» **WRITTEN INSTRUCTION**:
Write a continuation of the excerpt on phantom islands, starting right after its final sentence.

» **EXCERPT**:
Some of these descriptions are incredibly mundane, while others are fanciful and strange. As these myths are depicted as fact in the book, early Chinese scholars referred to it as a bestiary and believed it to be accurate. This led to Mount Penglai’s status as a phantom island.
The book describes Mount Penglai as being at the eastern end of the Bohai Sea on the east coast of China. According to ancient Chinese myths, this sea was home to three godly mountains. Penglai was one of them. These were said to be mountains where the gods lived.
Historically, efforts were made to find Mount Penglai. Qin Shi Huang, the founder of the Qin dynasty had his men search for the island during his quest for the elixir of life. Of course, he never found it. It is believed Chinese scholars may have gotten Mount Penglai confused with various mountains across Asia, such as those in Japan and the South Korean Peninsula.
“The Immortal Island of Penglai”, by Chinese artist Yuan Jiang, 1708 ( Public Domain )
4. Saint Brendan’s Island: A Holy Discovery?
Confusion over phantom islands continued long after the ancient period. As technology advanced and people became more adventurous and able to make long voyages, more and more phantom islands were discovered.
The story of Saint Brendan’s Island dates back to the early Middle Ages. It is named after Saint Brendan, an early Irish monastic saint, who claimed to have landed upon it in 512 AD, along with 14 of his monks.
Brendan and his monks reported that they celebrated mass there, staying for only 15 days. The ships that were awaiting their return, on the other hand, complained of waiting for a year for the saint and his men. They complained that while they waited, the island was concealed by thick fog the entire year.
The island was said to be in the north Atlantic to the west of northern Africa. Other monks attempted to find the island but were unsuccessful. This mystical island that was supposedly shrouded in fog and impossible to reach soon became the stuff of legend.
Much later, the Portuguese became interested in the island. During the 15th century, a famous Portuguese explorer called Henry the Navigator became convinced the island existed. He ordered a sea captain to visit the island but the man never returned. Throughout the 15th and 16th centuries, repeated attempts were made to discover the island. Various sailors claimed to have come close to the island but were never able to land.

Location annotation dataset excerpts
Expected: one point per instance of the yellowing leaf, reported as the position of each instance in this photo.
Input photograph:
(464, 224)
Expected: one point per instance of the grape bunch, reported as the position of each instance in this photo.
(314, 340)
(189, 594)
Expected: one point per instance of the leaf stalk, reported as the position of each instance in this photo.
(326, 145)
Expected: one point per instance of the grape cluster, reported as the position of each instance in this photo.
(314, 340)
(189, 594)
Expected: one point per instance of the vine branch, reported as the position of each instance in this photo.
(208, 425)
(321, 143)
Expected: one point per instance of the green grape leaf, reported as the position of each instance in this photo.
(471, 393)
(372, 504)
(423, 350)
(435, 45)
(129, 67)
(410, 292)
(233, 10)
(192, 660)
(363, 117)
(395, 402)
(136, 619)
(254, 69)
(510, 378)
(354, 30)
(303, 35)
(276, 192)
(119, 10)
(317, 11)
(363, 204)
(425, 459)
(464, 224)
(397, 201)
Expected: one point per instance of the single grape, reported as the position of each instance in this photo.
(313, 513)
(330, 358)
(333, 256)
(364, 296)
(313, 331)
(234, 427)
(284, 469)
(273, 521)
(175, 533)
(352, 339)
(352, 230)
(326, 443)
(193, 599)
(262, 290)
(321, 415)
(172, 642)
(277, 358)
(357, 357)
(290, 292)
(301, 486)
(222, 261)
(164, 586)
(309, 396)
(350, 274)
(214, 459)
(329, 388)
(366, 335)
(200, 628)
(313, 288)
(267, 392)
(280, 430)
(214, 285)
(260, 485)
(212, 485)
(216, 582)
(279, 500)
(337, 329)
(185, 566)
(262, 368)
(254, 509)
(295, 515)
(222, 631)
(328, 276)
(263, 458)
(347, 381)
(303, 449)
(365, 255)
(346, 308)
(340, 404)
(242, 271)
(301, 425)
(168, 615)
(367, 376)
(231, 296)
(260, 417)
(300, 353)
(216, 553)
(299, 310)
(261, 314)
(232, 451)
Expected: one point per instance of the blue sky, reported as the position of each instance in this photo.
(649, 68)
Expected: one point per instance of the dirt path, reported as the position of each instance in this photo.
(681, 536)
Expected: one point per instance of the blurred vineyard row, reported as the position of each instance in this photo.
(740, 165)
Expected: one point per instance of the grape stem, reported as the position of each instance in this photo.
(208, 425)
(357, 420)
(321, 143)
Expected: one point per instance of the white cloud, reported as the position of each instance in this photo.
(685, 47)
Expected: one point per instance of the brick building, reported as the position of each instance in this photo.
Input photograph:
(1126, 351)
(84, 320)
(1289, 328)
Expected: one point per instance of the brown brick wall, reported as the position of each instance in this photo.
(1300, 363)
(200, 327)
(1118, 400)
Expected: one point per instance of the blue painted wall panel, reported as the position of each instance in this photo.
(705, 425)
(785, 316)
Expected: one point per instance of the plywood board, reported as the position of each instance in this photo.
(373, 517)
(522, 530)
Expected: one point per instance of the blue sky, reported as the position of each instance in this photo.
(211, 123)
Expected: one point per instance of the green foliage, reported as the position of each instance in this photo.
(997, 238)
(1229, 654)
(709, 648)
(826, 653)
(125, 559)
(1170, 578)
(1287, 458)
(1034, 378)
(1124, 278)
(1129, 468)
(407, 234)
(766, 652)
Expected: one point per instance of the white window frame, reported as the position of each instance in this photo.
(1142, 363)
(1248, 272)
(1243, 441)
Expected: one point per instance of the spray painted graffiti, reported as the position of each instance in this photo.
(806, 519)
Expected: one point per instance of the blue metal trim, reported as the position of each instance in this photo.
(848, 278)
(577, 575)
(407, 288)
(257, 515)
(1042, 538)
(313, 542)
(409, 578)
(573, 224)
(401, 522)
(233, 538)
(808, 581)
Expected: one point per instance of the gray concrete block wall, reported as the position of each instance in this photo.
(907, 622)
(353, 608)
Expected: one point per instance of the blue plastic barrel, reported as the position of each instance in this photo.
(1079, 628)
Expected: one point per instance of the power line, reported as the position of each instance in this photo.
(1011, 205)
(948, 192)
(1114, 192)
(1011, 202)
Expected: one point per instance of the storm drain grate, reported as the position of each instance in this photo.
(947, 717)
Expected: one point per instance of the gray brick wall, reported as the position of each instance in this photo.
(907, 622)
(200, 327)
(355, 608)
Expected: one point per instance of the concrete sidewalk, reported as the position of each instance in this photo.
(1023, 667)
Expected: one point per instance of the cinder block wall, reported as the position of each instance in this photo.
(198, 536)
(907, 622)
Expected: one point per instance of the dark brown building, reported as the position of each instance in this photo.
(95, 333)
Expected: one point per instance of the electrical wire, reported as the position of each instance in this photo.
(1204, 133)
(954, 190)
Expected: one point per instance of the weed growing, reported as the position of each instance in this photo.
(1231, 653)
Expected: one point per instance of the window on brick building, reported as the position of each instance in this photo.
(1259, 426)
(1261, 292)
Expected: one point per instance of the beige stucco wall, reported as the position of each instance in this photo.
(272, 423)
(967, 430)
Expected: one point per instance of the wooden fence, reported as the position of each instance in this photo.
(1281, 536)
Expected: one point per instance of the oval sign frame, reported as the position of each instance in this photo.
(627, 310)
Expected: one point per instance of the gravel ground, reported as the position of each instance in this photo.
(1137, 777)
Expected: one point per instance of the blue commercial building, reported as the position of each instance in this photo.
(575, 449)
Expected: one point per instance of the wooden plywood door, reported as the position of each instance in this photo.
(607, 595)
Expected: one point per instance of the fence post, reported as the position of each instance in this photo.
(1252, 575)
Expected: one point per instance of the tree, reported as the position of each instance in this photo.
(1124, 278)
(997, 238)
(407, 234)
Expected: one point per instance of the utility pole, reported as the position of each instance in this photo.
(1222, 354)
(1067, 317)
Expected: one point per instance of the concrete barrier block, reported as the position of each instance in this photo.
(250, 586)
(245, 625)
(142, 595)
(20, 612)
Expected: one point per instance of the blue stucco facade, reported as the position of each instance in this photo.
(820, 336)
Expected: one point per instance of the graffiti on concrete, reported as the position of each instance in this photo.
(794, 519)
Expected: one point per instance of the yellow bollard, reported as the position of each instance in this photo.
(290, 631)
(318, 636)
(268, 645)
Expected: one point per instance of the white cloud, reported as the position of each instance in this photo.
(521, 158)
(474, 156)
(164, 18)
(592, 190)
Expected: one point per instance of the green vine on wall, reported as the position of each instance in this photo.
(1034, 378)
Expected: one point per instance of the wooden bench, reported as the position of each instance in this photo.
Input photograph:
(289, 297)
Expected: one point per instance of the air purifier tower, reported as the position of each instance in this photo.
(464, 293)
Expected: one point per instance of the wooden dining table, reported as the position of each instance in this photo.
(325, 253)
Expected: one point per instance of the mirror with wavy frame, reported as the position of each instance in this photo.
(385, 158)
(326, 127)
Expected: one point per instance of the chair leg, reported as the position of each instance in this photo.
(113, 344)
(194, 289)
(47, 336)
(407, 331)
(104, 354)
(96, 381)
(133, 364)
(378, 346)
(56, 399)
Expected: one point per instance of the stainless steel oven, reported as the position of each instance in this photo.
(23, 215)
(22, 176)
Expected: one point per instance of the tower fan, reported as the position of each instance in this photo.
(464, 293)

» **THE ANSWER**:
Up until the 19th century, sightings of this mysterious land were still being made, mostly by religious explorers such as the Scottish monk Sigbert de Gembloux in 1719 and a Franciscan friar in 1759. These sightings led to even more expeditions in the area.
Eventually, sightings of the island became less and less frequent until they stopped altogether. It no longer appears on any maps and has been classed as a phantom island.
St. Brendan close to the island which bore his name depicted on a medieval map. On modern maps, there is no such island. It was supposed to have been located close to the Canary Islands. ( Public Domain )
5. Frisland: Proof You Can’t Always Trust a Cartographer
Some phantom islands are due to innocent misunderstandings and confusion between myth and fact. Other times, they’re down to simple human dishonesty. “Discovering” an island is a great way to make a name for oneself.
In 1558, a map and letter were released by the Venetian Nicolo Zeno. The letters were said to have come from two of his ancestors, Antonio and another Nicolo, who had reportedly sailed the North Atlantic at some point around 1400.
These letters were supposedly written by the first Nicolo to Antonio from Frisland. On the accompanying map, Frisland was shown to be around halfway between Norway and Scotland’s most northeastern point. In the letters, Nicolo claimed to be doing well and encouraged his relative, Antonio, to come and join him.
The legitimacy of these letters was called into question when they were first published, but this didn’t stop many cartographers from adding Frisland to their maps. Some cartographers went a step further and added bays, mountain ranges, and even towns to their maps of Frisland. The level of detail they managed was impressive, since Frisland never existed.
A reproduction of the Zeno map (original by Nicolo Zeno 1558), showing the phantom island of Frisland ( Public Domain )
6. The Island of California: Proof Cartographers Can Be Stubborn
Sometimes phantom islands stick around for a while, even after the evidence that they never actually existed has started to mount up. This is what happened with the Island of California.
The Island of California was first mentioned in the 1510 romance novel, Las Sergas de Esplandián, by Garci Rodríguez de Montalvo. The writer refers to the island as, “Know, that on the right hand of the Indies there is an island called California very close to the side of the Terrestrial Paradise; and it is peopled by black women, without any man among them, for they live in the manner of Amazons”.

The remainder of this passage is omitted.